Find the line in the entries below that contains "For full credit, report the exact bounding box of the white". Repeat it exactly, and every line after it through the line that contains "For full credit, report the exact bounding box of the headlight".
━━━ Supplied information ━━━
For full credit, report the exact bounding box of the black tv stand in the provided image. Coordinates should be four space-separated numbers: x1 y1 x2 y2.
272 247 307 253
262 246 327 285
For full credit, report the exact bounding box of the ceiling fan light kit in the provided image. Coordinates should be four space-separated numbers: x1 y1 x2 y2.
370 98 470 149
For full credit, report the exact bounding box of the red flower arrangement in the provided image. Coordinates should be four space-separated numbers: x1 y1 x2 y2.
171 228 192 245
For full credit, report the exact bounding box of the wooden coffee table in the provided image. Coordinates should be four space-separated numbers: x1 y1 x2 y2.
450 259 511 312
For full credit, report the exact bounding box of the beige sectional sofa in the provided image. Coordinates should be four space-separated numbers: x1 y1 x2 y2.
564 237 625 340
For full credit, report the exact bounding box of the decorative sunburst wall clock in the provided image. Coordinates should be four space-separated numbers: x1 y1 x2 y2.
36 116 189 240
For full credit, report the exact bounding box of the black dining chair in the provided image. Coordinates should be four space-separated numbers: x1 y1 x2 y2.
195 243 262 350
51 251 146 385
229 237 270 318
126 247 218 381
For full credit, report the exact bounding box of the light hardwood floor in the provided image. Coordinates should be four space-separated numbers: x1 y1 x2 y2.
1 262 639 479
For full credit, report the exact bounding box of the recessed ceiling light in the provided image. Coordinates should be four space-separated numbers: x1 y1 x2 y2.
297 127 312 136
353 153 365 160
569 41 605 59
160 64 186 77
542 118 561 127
━━━
━━━ Supplied information ━━━
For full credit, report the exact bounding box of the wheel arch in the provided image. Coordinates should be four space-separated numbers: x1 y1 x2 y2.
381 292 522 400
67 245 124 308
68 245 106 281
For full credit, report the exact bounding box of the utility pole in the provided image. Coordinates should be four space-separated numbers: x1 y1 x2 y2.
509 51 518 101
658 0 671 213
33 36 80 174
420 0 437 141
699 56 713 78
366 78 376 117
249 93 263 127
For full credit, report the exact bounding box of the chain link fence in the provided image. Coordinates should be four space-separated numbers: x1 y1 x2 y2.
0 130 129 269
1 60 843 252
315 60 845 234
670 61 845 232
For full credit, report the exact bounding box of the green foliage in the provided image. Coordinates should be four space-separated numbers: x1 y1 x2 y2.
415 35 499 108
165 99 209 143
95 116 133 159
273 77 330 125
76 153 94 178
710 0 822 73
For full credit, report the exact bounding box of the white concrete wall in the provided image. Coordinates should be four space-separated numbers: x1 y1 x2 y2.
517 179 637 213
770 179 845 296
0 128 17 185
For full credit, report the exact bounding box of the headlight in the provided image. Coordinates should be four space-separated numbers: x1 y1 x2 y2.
━━━
▶ _Finished exercise_:
For full credit, report the exact bounding box of the white concrete wall in the provided image. Coordinates should be four space-separated numbers: x1 y1 x2 y2.
517 179 637 213
770 179 845 296
0 128 17 185
For full credit, report the exact bounding box of the headlight in the provided image. Coordinates should be four space-separated numbers: x1 y1 x2 y2.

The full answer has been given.